**SELECTED EXCERPT**:

··········

Khartoum — The family of the Sudanese woman formerly accused of apostasy has filed another lawsuit to annul her marriage to her Christian husband. Meriam Ibrahim was sentenced to death last May for renouncing Islam, but was released after what the government said was "unprecedented" international pressure. An appeals court found Ibrahim not guilty on two charges of apostasy and adultery and overturned the lower tribunal's verdict.
However, the 27-year-old woman was taken into custody by National Intelligence and Security Services (NISS) officers at Khartoum airport last month along with her husband, Daniel Wani, and two children.
After being released from custody, Ibrahim has been staying at the US embassy in Khartoum along with her husband and two young children.
The Sudanese government accuses Ibrahim of forgery and providing false information in relation to a South Sudanese travel document she used while trying to leave Sudan for the US, a day after the appeals court ruling.

··········

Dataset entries
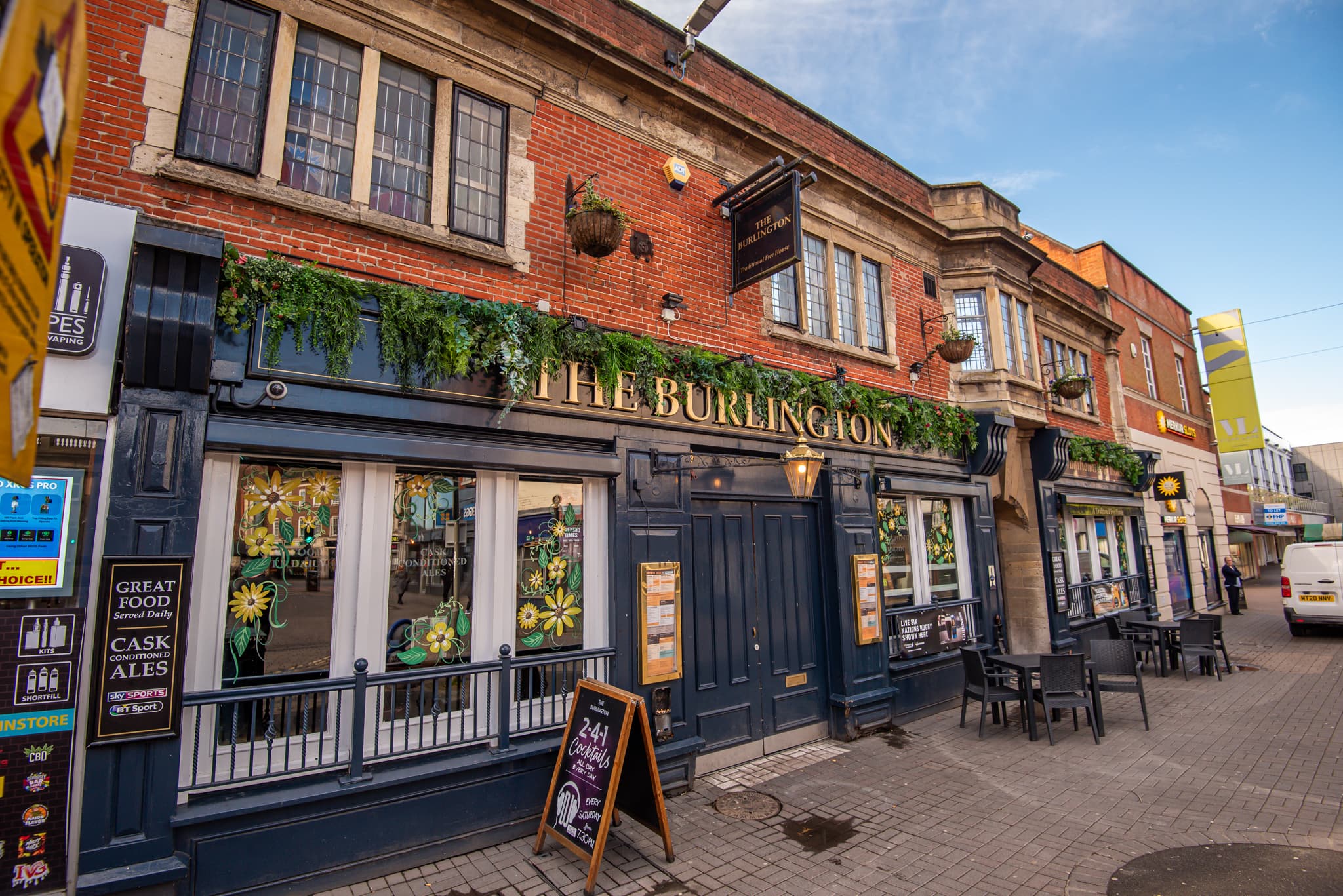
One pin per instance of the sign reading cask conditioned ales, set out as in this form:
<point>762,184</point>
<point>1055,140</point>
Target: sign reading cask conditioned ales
<point>39,663</point>
<point>137,661</point>
<point>766,234</point>
<point>605,765</point>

··········

**APPLY WHAT YOU READ**:
[A] Answer these questions about the news report on Meriam Ibrahim:
(i) How old is Ibrahim?
(ii) On which two charges did the appeals court find her not guilty?
(iii) Where has she been staying since her release from custody?
[B] Carry the news report on Meriam Ibrahim forward from its last paragraph.

**RESULTS FOR EACH TASK**:
[A]
(i) 27 years old.
(ii) Apostasy and adultery.
(iii) At the US embassy in Khartoum.

[B]
Ibrahim, who was reportedly born to a largely absent Sudanese Muslim father, was raised according to her Ethiopian mother's Christian faith.
Earlier this month, Ibrahim's brother lodged a case in the court of proceedings in Alhag Youssef neighbourhood, east of Khartoum to prove that Ibrahim is a family member through the DNA test.
Her father also filed a lawsuit to prove that Ibrahim is his daughter and a Muslim but he withdraw the case this week without giving reasons.
Ibrahim's sentence drew widespread international condemnation, with Amnesty International calling it "abhorrent." The US state department said it was "deeply disturbed" by the sentence and called on the Sudanese government to respect religious freedoms.
UK prime minister David Cameron told The Times that he was "absolutely appalled" when he learnt of the death sentence against Ibrahim and called for lifting the "barbaric" verdict.
The US state department welcomed the release of Ibrahim and called on Sudan to "repeal its laws that are inconsistent with its 2005 interim constitution, the Universal Declaration of Human Rights, and the International Covenant on Civil and Political Rights".